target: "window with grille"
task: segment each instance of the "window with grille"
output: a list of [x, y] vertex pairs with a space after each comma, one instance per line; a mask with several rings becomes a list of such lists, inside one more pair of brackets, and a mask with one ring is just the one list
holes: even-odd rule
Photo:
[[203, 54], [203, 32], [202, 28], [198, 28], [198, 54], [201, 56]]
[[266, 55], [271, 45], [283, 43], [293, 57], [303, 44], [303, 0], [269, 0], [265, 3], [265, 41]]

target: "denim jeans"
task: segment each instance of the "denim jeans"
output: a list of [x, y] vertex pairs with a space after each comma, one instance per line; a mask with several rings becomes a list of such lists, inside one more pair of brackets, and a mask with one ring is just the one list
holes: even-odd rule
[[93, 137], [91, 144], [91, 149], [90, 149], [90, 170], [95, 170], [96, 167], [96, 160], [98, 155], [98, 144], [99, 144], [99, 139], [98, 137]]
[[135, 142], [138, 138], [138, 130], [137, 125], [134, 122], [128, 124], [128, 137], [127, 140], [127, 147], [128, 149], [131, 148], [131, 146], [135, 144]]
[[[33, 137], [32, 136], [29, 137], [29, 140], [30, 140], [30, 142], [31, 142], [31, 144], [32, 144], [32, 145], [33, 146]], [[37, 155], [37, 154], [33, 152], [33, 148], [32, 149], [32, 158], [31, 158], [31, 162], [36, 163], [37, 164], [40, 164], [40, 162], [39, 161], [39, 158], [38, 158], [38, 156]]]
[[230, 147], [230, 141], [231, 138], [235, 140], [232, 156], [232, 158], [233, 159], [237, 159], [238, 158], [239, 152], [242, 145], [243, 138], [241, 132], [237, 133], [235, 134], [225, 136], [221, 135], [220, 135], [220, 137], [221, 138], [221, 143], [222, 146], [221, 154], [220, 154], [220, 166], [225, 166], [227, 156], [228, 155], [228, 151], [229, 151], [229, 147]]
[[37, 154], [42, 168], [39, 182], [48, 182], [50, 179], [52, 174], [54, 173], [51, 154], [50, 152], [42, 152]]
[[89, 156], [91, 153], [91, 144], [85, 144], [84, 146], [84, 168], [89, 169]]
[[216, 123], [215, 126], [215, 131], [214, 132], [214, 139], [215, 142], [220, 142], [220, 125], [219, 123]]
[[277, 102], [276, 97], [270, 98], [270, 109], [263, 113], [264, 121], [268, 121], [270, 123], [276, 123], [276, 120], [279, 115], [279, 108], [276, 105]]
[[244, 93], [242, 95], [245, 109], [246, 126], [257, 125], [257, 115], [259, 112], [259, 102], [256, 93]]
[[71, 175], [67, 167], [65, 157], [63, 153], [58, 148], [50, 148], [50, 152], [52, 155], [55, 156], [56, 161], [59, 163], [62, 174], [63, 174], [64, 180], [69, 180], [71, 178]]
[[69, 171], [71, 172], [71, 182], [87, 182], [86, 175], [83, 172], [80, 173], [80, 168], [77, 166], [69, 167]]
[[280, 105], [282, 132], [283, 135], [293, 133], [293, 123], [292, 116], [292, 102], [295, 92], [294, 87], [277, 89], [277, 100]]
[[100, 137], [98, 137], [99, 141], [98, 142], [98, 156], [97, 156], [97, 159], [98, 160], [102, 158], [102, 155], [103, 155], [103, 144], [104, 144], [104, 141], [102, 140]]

Task brief :: Copy the records from the start through the line containing "3], [265, 41]]", requests included, and multiply every coordinate in the answers by 0.25, rounding each result to a whole number with halves rounded up. Leave all other numbers as they are.

Completed task ::
target: "window with grille"
task: segment each instance of the "window with grille"
output: a list of [x, y] vertex pairs with a space after each comma, one instance per line; a mask with several rings becomes a list of such lists, inside one more pair of brackets, and a mask with one ring is just the one list
holes: even-odd rule
Photo:
[[51, 14], [51, 8], [51, 7], [50, 7], [50, 14], [50, 14]]
[[67, 14], [68, 11], [71, 11], [73, 14], [76, 11], [76, 0], [67, 0], [66, 1], [66, 10]]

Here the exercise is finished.